■ TASK DESCRIPTION: Search the entries below for the word "hillside", then copy each line in which it is found.

──────── SUPPLIED RECORDS

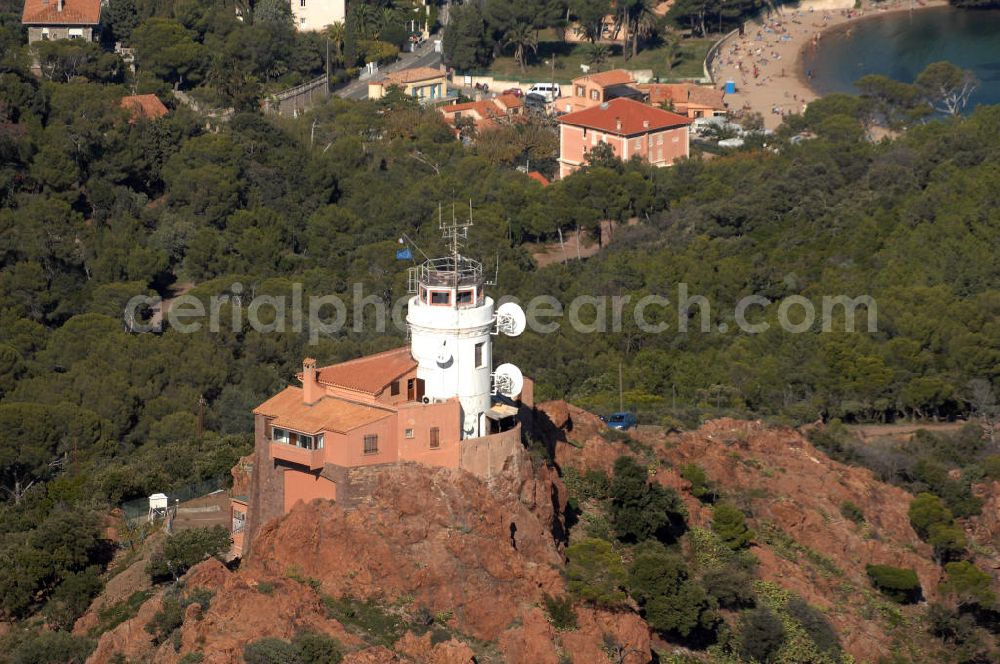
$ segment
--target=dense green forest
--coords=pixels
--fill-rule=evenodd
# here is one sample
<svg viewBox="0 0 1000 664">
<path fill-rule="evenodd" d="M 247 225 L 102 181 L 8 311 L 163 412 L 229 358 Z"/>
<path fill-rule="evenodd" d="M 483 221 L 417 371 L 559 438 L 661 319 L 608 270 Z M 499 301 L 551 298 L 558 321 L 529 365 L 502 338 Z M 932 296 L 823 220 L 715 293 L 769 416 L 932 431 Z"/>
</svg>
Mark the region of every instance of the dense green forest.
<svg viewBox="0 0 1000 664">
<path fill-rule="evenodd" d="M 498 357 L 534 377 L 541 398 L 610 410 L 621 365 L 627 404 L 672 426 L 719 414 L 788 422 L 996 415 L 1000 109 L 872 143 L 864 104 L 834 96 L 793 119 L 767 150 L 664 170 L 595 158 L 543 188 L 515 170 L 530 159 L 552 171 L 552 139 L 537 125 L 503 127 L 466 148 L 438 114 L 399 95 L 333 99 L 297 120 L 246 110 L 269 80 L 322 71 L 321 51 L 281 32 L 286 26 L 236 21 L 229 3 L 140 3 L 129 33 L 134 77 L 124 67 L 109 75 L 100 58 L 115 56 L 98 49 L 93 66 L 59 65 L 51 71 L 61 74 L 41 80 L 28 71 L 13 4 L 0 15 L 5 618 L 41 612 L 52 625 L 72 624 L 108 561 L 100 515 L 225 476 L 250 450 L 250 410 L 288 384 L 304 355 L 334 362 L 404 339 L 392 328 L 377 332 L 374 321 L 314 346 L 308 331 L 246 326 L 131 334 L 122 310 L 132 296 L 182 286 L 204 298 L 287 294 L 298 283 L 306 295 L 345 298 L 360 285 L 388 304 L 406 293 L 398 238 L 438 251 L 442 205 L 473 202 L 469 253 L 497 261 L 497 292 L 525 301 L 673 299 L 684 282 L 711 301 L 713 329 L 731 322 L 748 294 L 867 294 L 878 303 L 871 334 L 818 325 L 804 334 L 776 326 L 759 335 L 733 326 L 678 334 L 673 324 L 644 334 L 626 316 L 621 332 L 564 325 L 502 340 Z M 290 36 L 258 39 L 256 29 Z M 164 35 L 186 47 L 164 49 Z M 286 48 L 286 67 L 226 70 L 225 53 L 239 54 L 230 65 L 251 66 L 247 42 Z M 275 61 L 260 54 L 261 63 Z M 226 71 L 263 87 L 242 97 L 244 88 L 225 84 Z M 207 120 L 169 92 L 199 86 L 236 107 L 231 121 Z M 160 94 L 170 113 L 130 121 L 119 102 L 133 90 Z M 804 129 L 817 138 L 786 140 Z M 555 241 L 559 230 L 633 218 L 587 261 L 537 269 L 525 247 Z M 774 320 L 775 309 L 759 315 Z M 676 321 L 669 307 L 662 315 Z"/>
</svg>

────────────────
──────── SUPPLIED RECORDS

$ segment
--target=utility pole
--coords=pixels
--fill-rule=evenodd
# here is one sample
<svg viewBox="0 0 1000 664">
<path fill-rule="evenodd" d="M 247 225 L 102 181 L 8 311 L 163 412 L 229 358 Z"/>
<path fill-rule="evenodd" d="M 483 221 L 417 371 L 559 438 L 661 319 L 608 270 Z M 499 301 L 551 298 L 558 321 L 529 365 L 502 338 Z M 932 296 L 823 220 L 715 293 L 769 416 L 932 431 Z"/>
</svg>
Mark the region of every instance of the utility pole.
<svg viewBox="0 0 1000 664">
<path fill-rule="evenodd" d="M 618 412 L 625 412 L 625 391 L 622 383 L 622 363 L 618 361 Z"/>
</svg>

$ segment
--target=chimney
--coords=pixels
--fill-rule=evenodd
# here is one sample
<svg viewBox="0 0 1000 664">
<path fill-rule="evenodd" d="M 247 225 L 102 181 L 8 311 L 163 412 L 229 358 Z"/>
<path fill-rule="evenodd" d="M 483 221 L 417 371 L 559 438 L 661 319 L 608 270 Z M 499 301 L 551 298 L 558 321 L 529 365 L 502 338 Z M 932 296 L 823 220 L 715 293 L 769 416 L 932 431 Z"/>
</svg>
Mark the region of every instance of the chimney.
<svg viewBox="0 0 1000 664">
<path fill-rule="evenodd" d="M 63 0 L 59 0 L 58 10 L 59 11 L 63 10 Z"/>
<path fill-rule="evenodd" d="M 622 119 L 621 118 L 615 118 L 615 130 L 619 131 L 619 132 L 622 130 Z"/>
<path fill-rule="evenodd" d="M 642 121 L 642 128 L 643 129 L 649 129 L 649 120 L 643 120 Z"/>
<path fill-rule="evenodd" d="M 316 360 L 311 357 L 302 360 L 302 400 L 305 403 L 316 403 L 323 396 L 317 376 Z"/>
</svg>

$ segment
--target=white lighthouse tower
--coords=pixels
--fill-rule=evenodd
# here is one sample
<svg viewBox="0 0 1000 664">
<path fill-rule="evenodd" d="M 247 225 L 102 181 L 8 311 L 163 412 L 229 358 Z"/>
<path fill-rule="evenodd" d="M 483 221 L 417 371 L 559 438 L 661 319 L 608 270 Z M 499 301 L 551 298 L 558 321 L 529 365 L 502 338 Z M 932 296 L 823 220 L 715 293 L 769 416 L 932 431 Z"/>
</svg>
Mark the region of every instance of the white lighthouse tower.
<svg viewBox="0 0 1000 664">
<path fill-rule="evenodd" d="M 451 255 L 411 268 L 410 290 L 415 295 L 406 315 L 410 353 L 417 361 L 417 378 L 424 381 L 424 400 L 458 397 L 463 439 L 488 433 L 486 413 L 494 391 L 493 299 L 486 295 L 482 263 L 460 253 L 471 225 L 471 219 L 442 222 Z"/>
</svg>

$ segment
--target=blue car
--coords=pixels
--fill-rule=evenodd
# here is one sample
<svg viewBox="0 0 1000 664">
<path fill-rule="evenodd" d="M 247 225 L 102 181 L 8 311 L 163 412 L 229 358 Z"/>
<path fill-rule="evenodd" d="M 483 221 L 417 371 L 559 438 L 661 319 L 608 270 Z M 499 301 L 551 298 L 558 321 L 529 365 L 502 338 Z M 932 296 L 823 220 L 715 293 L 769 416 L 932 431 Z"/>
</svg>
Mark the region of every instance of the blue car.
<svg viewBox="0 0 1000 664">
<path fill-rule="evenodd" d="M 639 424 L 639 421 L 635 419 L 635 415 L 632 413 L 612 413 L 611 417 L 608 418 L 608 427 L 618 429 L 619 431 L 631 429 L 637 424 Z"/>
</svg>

────────────────
──────── SUPPLIED RECORDS

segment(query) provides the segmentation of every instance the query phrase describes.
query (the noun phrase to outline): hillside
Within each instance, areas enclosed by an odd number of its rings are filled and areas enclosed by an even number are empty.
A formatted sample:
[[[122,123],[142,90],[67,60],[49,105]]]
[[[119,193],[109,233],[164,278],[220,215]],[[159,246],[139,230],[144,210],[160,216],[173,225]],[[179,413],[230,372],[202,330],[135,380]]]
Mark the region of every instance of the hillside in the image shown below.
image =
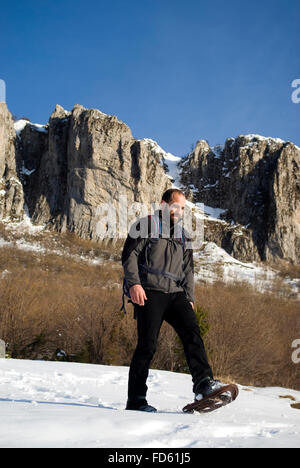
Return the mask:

────────────────

■ RESULT:
query (the noun phrase to outline): hillside
Mark the region of every instance of the hillside in the image shown below.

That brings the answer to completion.